Request: Write out each record again exactly as it stands.

## Start Extracted records

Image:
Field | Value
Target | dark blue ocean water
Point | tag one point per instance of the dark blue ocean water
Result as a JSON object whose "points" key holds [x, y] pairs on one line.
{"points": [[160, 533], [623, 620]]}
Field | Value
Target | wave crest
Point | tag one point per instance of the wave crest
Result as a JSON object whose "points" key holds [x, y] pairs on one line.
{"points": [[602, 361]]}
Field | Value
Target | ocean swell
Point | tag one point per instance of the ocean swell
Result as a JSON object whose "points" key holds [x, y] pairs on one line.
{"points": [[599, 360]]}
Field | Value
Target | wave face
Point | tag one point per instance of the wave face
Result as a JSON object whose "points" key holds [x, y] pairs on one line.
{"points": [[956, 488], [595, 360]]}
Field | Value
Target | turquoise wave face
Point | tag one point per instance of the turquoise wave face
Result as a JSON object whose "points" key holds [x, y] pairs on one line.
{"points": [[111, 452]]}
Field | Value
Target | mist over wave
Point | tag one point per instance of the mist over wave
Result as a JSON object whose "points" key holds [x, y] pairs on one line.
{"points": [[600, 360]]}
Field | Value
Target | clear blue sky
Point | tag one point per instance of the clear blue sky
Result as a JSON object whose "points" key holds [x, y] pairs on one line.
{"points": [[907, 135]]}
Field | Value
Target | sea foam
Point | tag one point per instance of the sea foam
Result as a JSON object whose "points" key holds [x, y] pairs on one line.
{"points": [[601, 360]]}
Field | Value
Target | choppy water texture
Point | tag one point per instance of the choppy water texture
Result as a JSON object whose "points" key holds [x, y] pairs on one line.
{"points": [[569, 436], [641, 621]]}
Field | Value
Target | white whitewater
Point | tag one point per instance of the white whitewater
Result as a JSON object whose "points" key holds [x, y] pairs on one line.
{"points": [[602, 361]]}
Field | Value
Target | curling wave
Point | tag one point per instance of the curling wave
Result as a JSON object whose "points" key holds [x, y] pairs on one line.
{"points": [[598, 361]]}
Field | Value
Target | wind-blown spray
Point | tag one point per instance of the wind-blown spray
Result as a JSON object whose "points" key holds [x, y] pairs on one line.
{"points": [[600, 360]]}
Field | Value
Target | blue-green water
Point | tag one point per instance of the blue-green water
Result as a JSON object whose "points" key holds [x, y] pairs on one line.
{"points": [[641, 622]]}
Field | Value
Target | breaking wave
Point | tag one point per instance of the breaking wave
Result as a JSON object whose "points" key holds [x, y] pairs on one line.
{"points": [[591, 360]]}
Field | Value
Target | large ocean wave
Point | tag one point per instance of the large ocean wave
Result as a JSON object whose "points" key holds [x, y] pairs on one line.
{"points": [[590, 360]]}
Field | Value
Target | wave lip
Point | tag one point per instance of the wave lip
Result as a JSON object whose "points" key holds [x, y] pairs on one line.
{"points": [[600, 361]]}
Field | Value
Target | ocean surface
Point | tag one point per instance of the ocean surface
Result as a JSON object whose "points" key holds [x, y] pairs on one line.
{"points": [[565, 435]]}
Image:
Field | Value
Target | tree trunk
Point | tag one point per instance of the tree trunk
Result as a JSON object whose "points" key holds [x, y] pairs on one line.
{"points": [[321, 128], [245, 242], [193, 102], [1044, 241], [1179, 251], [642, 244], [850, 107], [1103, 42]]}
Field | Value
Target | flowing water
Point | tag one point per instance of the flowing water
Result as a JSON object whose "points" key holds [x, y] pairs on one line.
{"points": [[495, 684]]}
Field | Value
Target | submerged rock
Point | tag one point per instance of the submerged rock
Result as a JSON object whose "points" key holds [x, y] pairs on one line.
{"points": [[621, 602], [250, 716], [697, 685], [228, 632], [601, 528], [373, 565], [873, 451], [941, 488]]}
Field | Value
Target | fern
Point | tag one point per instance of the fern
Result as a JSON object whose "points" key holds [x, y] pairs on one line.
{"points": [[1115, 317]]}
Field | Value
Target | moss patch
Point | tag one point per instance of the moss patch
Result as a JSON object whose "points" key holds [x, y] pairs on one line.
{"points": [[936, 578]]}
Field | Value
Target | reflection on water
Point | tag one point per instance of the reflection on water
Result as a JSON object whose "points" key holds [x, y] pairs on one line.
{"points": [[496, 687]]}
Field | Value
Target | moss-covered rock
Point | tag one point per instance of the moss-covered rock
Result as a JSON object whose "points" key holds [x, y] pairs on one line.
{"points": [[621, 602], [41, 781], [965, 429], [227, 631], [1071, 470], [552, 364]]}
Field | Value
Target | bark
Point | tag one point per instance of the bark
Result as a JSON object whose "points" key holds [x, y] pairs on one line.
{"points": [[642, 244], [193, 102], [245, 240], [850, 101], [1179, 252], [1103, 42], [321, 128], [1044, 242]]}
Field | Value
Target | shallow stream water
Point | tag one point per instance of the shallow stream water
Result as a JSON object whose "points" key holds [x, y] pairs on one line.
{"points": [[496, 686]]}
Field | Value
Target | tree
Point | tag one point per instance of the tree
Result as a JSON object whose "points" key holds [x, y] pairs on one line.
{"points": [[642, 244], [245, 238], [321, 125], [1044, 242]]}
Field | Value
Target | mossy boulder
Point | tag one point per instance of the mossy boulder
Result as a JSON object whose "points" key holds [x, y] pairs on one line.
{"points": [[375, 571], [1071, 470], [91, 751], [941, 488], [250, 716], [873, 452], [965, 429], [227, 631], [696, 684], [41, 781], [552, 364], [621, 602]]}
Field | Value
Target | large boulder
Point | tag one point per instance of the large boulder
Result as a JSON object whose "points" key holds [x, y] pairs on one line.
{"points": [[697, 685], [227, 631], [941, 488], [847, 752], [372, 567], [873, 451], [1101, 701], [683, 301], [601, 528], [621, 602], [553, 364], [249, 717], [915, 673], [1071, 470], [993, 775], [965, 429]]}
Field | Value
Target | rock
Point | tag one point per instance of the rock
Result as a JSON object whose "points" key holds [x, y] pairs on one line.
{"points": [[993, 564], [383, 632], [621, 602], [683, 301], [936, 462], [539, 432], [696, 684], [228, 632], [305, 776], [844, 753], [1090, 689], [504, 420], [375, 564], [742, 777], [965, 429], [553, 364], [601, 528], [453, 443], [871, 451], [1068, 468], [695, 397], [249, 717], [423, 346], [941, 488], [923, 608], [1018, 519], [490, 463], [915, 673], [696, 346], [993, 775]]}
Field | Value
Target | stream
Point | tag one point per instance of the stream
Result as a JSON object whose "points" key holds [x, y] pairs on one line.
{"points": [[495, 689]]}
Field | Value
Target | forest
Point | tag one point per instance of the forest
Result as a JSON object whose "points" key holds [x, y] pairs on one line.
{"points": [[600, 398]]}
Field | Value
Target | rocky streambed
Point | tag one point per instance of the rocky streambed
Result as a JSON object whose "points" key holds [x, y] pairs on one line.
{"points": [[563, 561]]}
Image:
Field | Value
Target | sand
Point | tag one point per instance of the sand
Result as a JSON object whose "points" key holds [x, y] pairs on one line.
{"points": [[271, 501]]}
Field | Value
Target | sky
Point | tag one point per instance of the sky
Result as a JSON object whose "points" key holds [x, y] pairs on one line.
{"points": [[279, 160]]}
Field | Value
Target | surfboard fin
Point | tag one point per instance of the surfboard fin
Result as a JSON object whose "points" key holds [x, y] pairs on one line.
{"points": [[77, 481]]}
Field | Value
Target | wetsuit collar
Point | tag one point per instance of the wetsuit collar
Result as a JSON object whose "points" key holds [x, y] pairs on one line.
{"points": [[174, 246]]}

## End Extracted records

Output for this task:
Image:
Field | Value
Target | dark blue ocean water
Point | tag one point per instance of the dark blue ocean water
Result as a JSON object whose "points" key holds [x, y] pairs on one line.
{"points": [[160, 533], [623, 620]]}
Field | Value
Target | wave crest
Point | tag one point per instance of the wave crest
Result as a JSON object whose "points" key holds [x, y] pairs on one line.
{"points": [[602, 361]]}
Field | Value
Target | ocean swell
Point | tag one point per instance of the ocean swell
Result as a JSON object whose "points" key holds [x, y] pairs on one line.
{"points": [[599, 360]]}
Field | Value
Target | wave face
Point | tag one point per instance of the wave face
Result as a JSON object whose "points" key holds [x, y] pairs on one line.
{"points": [[956, 488], [595, 360]]}
Field | Value
Target | turquoise wave face
Point | tag one point per instance of the turquoise wave face
Result as a JSON object whose "points" key holds [x, y] pairs on one line.
{"points": [[111, 452]]}
Field | Value
Target | mist over wave
Point | tag one point per instance of the mist over wave
Result as a JSON object whose "points" key holds [x, y] pairs on one line.
{"points": [[600, 360]]}
Field | Value
Target | clear blue sky
Point | tag one point per instance of the clear blue sky
Result as a JSON object whose "points" key holds [x, y] pairs on one line.
{"points": [[907, 135]]}
Field | Value
Target | sea foam
Point | tag one point per instance of the sea foam
Result as a JSON object whose "points" key holds [x, y] pairs on one line.
{"points": [[601, 360]]}
Field | Value
Target | choppy water texture
Point | tag one point per instance of the choppy water texture
Result as a JSON object whose "points" key holds [x, y] pairs on one line.
{"points": [[569, 436], [641, 621]]}
Field | Value
Target | white whitewater
Point | tag one point per instance of the white whitewater
Result as a JSON object whose "points" key holds [x, y] pairs on one line.
{"points": [[602, 361]]}
Field | Value
Target | curling wave
Point | tag one point per instance of the curling wave
Result as a JSON object whose "points" key holds [x, y] pairs on one line.
{"points": [[598, 361]]}
Field | Value
Target | wind-blown spray
Point | tag one point per instance of the wind-blown spray
Result as a JSON object whose "points" key holds [x, y] pairs on one line.
{"points": [[600, 360]]}
Field | Value
Target | blue-green water
Point | tag one point per instance of the blue-green water
Result as a JSON object whose "points" key holds [x, y] pairs on one line.
{"points": [[641, 622]]}
Field | Value
Target | breaking wave
Point | tag one point per instance of the breaking wave
Result as a JSON object whose "points" key holds [x, y] pairs on one line.
{"points": [[591, 360]]}
Field | Value
Target | large ocean wave
Point | tag one point per instance of the large ocean wave
Result as a JSON object whose "points" key holds [x, y] pairs on one line.
{"points": [[590, 360]]}
Field | Value
Target | wave lip
Point | tag one point per instance of the wave lip
Result as a JSON object whose "points" key holds [x, y] pairs on one line.
{"points": [[600, 361]]}
Field | Value
Target | ocean surface
Point | tag one point per instance of the ocean surface
Result as a JSON object whose "points" key holds [x, y] pairs on one line.
{"points": [[565, 435]]}
Image:
Field | Value
Target | tree trunk
Point | tag one point per instance of the tree trunk
Result as a JSON object whose "points" key holds [x, y] pairs on one line.
{"points": [[321, 128], [245, 242], [193, 102], [1044, 241], [1179, 251], [642, 244], [850, 107], [1103, 42]]}
Field | Value
Target | flowing water
Point | tag one point per instance of the flowing water
Result as a JSON object whose "points" key holds [x, y] pairs on one line.
{"points": [[495, 684]]}
Field | Value
Target | submerged rock
Point | tag one point per instance of the submerged rock
Result as a JSON object whose "points" key holds [x, y] pairs on one line.
{"points": [[621, 602], [250, 716], [697, 685], [228, 632], [601, 528], [373, 565], [873, 451], [941, 488]]}
Field | Value
Target | fern
Point | tag one point per instance of the fern
Result as a JSON object whose "points" key holds [x, y] pairs on one line.
{"points": [[1115, 317]]}
Field | Value
Target | moss patch
Point | tag one point per instance of the moss patch
Result as a JSON object whose "points" key holds [x, y] pairs on one line.
{"points": [[936, 578]]}
Field | Value
Target | reflection on water
Point | tag one point per instance of the reflection on water
Result as a JSON object whose "points" key holds [x, y] pairs on one line.
{"points": [[496, 687]]}
Field | Value
Target | moss-covered rock
Point | tag one point per instance of the moss-covered rock
Result as a JSON object whose "points" key holds [x, y] pairs on one line.
{"points": [[621, 602], [41, 781], [965, 429], [227, 631], [1071, 470], [552, 364]]}
Field | Value
Target | bark
Point | tag one point per instance of the bark
Result as a JSON object whose "points" key holds [x, y] pairs on one line.
{"points": [[642, 244], [193, 102], [245, 240], [850, 101], [1179, 252], [1103, 42], [321, 128], [1044, 242]]}
Field | Value
Target | shallow stream water
Point | tag one point per instance of the shallow stream water
Result as a JSON object whose "points" key holds [x, y] pairs on one line.
{"points": [[496, 686]]}
Field | Value
Target | tree
Point | tag one point per instance of the tree
Result as a JSON object whose "points" key holds [x, y] pairs on one line.
{"points": [[642, 244], [245, 238], [321, 125], [1044, 242]]}
Field | Value
Target | mossy boulder
Point | tag one point per instance of the mossy boulder
Result as a JSON object whose "points" key holds [x, y] pairs on one line.
{"points": [[375, 571], [1071, 470], [91, 751], [941, 488], [250, 716], [873, 452], [965, 429], [227, 631], [696, 684], [41, 781], [552, 364], [621, 602]]}
Field | Value
Target | large boulder
Point | tag one point per instance of the large boulder
Result as a JSON object whose "points" key holds [x, y] pairs on one line.
{"points": [[697, 685], [227, 631], [941, 488], [847, 752], [372, 567], [873, 451], [1101, 701], [683, 301], [601, 528], [621, 602], [553, 364], [249, 717], [915, 673], [1071, 470], [993, 775], [965, 429]]}
Field | Value
Target | rock
Point | tag one point per instance of the rock
Result as a JSON object whose "points" key holds [x, y] pairs on one line.
{"points": [[993, 564], [383, 632], [621, 602], [683, 301], [936, 462], [539, 432], [696, 684], [228, 632], [305, 776], [844, 753], [1090, 689], [504, 420], [375, 564], [742, 777], [965, 429], [553, 364], [601, 528], [453, 443], [871, 451], [1068, 468], [695, 397], [249, 717], [423, 346], [941, 488], [923, 608], [1018, 519], [490, 463], [915, 673], [696, 346], [993, 775]]}
Field | Value
Target | stream
Point | tag one point per instance of the stream
Result as a JSON object whose "points" key holds [x, y] pairs on one line.
{"points": [[495, 689]]}
Field | Value
Target | forest
Point | tag one point per instance of the forest
Result as a JSON object whose "points" key holds [x, y] pairs on one line.
{"points": [[600, 398]]}
Field | Value
Target | rocky streambed
Point | tag one point per instance of the rocky streambed
Result as a JSON object whose "points" key holds [x, y] pairs on one line.
{"points": [[563, 561]]}
Image:
Field | Value
Target | sand
Point | tag one point per instance of the sand
Result as a JSON object whose "points" key holds [x, y] pairs on one line.
{"points": [[271, 501]]}
Field | Value
Target | sky
Point | tag one point per instance of the sky
Result as a JSON object whose "points" key holds [x, y] pairs on one line.
{"points": [[279, 160]]}
Field | Value
Target | surfboard fin
Point | tag one point per instance of the surfboard fin
Result as a JSON object whose "points" key holds [x, y] pairs on one line.
{"points": [[77, 481]]}
Field | Value
Target | wetsuit collar
Point | tag one point per instance of the wetsuit collar
Result as a JSON object whose "points" key holds [x, y] pairs on one line.
{"points": [[174, 246]]}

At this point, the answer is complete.